EXCERPT
-- START --
Each of these \mintinline{java}{Edge} objects would contain two \mintinline{java}{Player} objects and the distance between them.
Finally, the \mintinline{java}{Player} objects would each contain data about the player which they represent, such as name, team name, etc.
The \mintinline{java}{Player} objects would be contained within the \mintinline{java}{Edge} objects using an unordered set, as the edges are undirected.
The choice to store \mintinline{java}{Player} (node) objects inside \mintinline{java}{Edge} objects instead of vice-versa is because the number of nodes per edge
is known to always be 2, whereas a node could have as many edges as there are other nodes in the graph.
\\\\
An obvious question that arises from this proposed data is one of data duplication: if each edge contains two players, would that not mean that each player object is duplicated for every edge object
between it and another player?
We can avoid duplicating data by representing this data structure in a language such as Java, as Java allows us to make reference to objects within several different objects, using what is essentially a
data pointer.
Therefore, two (or 10) \mintinline{java}{Edge} objects could make reference to the same \mintinline{java}{Player} object without duplicating the data contained within that \mintinline{java}{Player} object.
-- END --
SOURCE DATA
-- START --
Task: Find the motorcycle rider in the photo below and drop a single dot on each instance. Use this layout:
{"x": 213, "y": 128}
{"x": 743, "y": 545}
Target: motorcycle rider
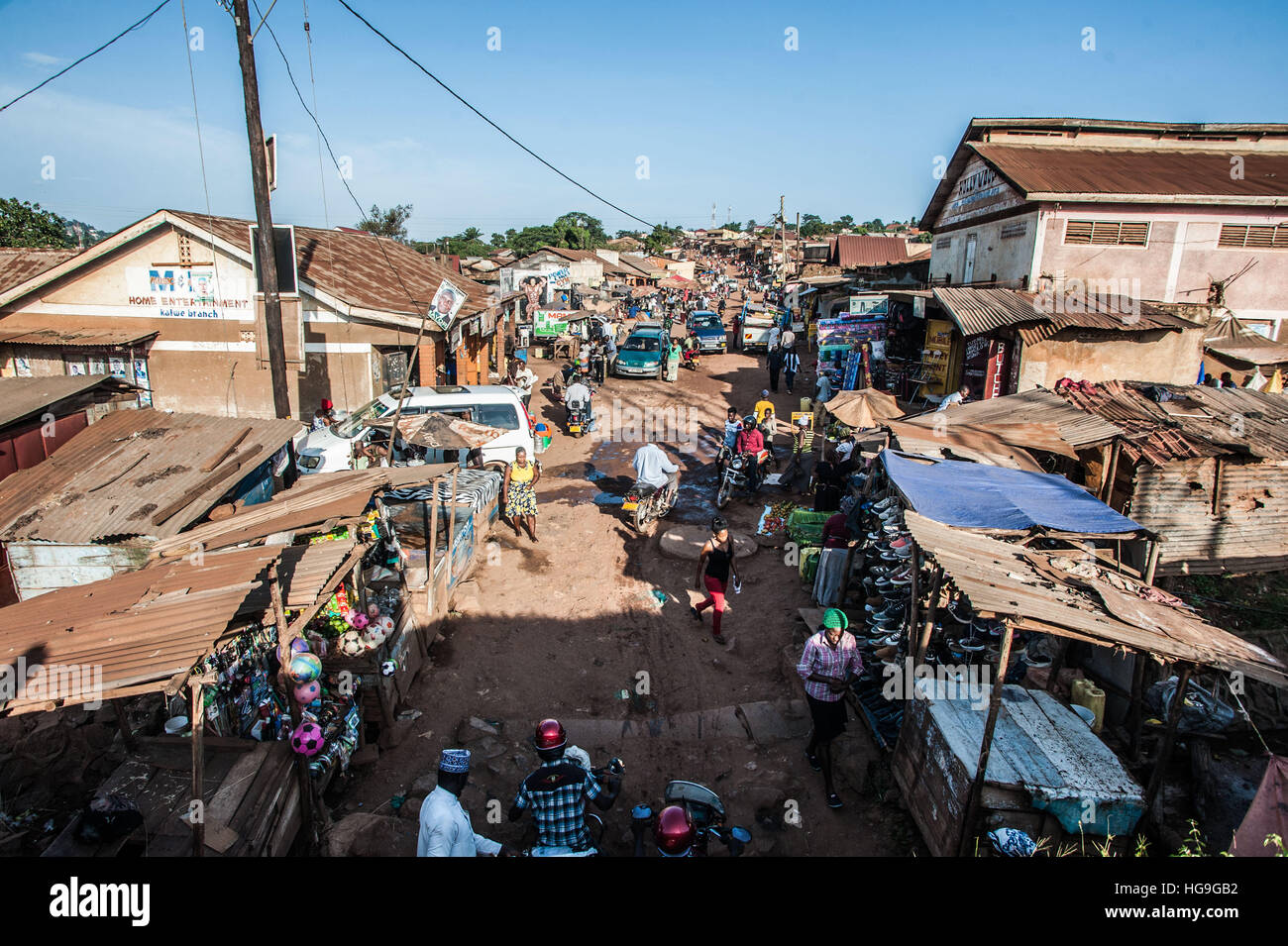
-- END --
WHAT NEEDS TO BE DONE
Answer these questions from the graph data structure text above:
(a) How many Player objects does each Edge object contain?
(b) What kind of collection holds the Player objects within an Edge object?
(c) What does Java allow that avoids duplicating player data?

RESULT BELOW
(a) Two.
(b) An unordered set.
(c) Java allows reference to the same object from within several different objects, using what is essentially a data pointer.